* Aim of the task:
Tell how many lines in the records contain the word "white"; the number alone is the answer.

++++++++++

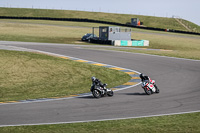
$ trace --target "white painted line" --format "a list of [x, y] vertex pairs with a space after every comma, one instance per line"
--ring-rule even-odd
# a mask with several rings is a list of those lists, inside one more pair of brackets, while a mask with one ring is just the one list
[[137, 85], [139, 85], [139, 84], [141, 84], [142, 82], [139, 82], [139, 83], [137, 83], [137, 84], [135, 84], [135, 85], [131, 85], [131, 86], [127, 86], [127, 87], [124, 87], [124, 88], [119, 88], [119, 89], [117, 89], [117, 90], [114, 90], [114, 92], [116, 92], [116, 91], [121, 91], [121, 90], [125, 90], [125, 89], [128, 89], [128, 88], [131, 88], [131, 87], [135, 87], [135, 86], [137, 86]]
[[113, 119], [99, 119], [99, 120], [85, 120], [85, 121], [69, 121], [69, 122], [52, 122], [52, 123], [33, 123], [33, 124], [15, 124], [15, 125], [0, 125], [0, 127], [12, 127], [12, 126], [33, 126], [33, 125], [57, 125], [57, 124], [69, 124], [69, 123], [84, 123], [84, 122], [101, 122], [101, 121], [112, 121], [112, 120], [126, 120], [126, 119], [136, 119], [136, 118], [149, 118], [149, 117], [159, 117], [168, 115], [180, 115], [189, 113], [198, 113], [200, 110], [188, 111], [188, 112], [178, 112], [169, 114], [158, 114], [158, 115], [147, 115], [147, 116], [135, 116], [135, 117], [124, 117], [124, 118], [113, 118]]
[[128, 53], [128, 54], [138, 54], [138, 55], [148, 55], [148, 56], [163, 57], [163, 58], [177, 59], [177, 60], [187, 60], [187, 61], [197, 61], [197, 62], [200, 61], [200, 60], [195, 60], [195, 59], [186, 59], [186, 58], [178, 58], [178, 57], [169, 57], [169, 56], [153, 55], [153, 54], [144, 54], [144, 53], [133, 53], [133, 52], [117, 51], [117, 50], [106, 50], [106, 49], [91, 49], [91, 50], [109, 51], [109, 52], [119, 52], [119, 53]]

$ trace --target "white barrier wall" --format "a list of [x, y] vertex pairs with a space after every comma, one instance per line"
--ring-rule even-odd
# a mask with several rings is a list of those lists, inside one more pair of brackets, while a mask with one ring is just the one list
[[114, 46], [149, 46], [149, 40], [115, 40], [113, 42]]

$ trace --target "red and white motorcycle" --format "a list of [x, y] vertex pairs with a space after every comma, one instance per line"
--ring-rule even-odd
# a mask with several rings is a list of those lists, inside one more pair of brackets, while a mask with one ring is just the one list
[[157, 85], [155, 84], [155, 80], [145, 80], [142, 82], [142, 88], [144, 89], [147, 95], [151, 95], [153, 93], [159, 93], [160, 90], [158, 89]]

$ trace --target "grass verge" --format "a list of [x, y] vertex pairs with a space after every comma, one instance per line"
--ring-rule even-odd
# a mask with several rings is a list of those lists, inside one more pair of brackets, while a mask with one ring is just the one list
[[[45, 23], [47, 24], [45, 25]], [[64, 23], [55, 21], [12, 20], [12, 22], [8, 22], [8, 20], [4, 20], [0, 23], [0, 30], [4, 31], [0, 33], [0, 40], [89, 44], [87, 42], [81, 42], [80, 40], [85, 33], [91, 33], [92, 26], [98, 27], [99, 25], [93, 25], [91, 23]], [[134, 30], [135, 29], [133, 29], [133, 31]], [[144, 30], [141, 31], [142, 32], [134, 32], [132, 34], [132, 38], [137, 40], [149, 40], [150, 46], [143, 48], [164, 50], [120, 50], [179, 58], [200, 59], [200, 38], [198, 36], [186, 37], [185, 35], [181, 34], [159, 34], [159, 32], [147, 34]]]
[[[133, 53], [145, 53], [169, 57], [187, 58], [200, 60], [200, 38], [187, 38], [184, 36], [168, 36], [157, 34], [134, 33], [134, 39], [149, 40], [149, 47], [137, 47], [146, 49], [160, 50], [136, 50], [136, 49], [119, 49], [111, 48], [110, 50], [126, 51]], [[133, 38], [132, 37], [132, 38]], [[108, 49], [108, 48], [107, 48]]]
[[[0, 23], [0, 40], [45, 42], [45, 43], [75, 43], [88, 32], [90, 28], [60, 27], [23, 23]], [[79, 32], [77, 32], [79, 31]]]
[[200, 113], [59, 125], [2, 127], [1, 133], [198, 133]]
[[[55, 18], [88, 18], [101, 21], [110, 21], [126, 24], [131, 22], [131, 18], [139, 18], [147, 27], [164, 29], [186, 30], [174, 18], [154, 17], [144, 15], [101, 13], [72, 10], [49, 10], [49, 9], [25, 9], [25, 8], [0, 8], [0, 16], [20, 16], [20, 17], [55, 17]], [[200, 27], [186, 20], [184, 24], [190, 26], [191, 30], [199, 32]]]
[[130, 80], [120, 71], [42, 54], [0, 50], [0, 102], [86, 93], [92, 76], [114, 87]]

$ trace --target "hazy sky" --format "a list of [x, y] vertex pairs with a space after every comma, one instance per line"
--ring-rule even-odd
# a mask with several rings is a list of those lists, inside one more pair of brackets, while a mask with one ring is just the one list
[[200, 0], [0, 0], [0, 7], [176, 16], [200, 25]]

++++++++++

* Written response:
3